◆ **Records to process**

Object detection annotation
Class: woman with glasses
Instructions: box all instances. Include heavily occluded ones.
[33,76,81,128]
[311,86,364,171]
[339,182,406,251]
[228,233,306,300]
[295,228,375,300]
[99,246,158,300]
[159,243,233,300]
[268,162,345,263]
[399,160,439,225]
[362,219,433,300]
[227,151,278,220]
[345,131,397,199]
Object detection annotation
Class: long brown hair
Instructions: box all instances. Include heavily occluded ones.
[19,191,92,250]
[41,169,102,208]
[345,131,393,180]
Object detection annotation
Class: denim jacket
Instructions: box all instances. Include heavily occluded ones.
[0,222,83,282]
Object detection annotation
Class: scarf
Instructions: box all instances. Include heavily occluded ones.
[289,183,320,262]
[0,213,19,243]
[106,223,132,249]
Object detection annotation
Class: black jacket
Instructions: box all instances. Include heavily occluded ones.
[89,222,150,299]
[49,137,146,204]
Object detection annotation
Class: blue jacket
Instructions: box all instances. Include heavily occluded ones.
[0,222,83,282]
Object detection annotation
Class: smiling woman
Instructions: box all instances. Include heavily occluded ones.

◆ **The task**
Lay out every line of all the entries above as a numbered list, leaving out any blank lines.

◆ **Solved problem**
1. Object detection annotation
2. Class: woman with glasses
3. Instructions: box all instances. Include heavily occluded ones.
4. [33,76,81,128]
5. [311,86,364,171]
6. [339,182,406,251]
7. [228,233,306,300]
8. [295,228,375,300]
9. [99,246,158,300]
10. [159,243,233,300]
11. [268,162,345,263]
12. [399,160,439,225]
13. [362,219,433,300]
14. [227,151,278,220]
15. [345,131,397,199]
16. Object detection annotation
17. Class: long brown hair
18. Instructions: box all instances. Include heavily occluded ones.
19. [19,191,92,250]
20. [41,169,102,208]
21. [345,131,393,180]
22. Object detection annotation
23. Class: denim jacket
24. Instructions: box all instances. Include heavily occluded ones.
25. [0,222,83,282]
26. Object detection annotation
27. Class: scarf
28. Instructions: box all instances. Include heavily occluded ones.
29. [289,183,320,262]
30. [0,213,19,243]
31. [106,223,132,249]
32. Object detection annotation
33. Class: black jacket
34. Instructions: box all instances. Include heavily occluded ones.
35. [89,222,150,299]
36. [49,137,146,204]
37. Object detection annotation
38. Class: blue jacket
39. Instructions: box all instances. Include heavily occluded ones.
40. [0,222,83,282]
41. Object detection annotation
42. Class: smiling woman
43. Instructions: box all instances. Include heavily occluded ones.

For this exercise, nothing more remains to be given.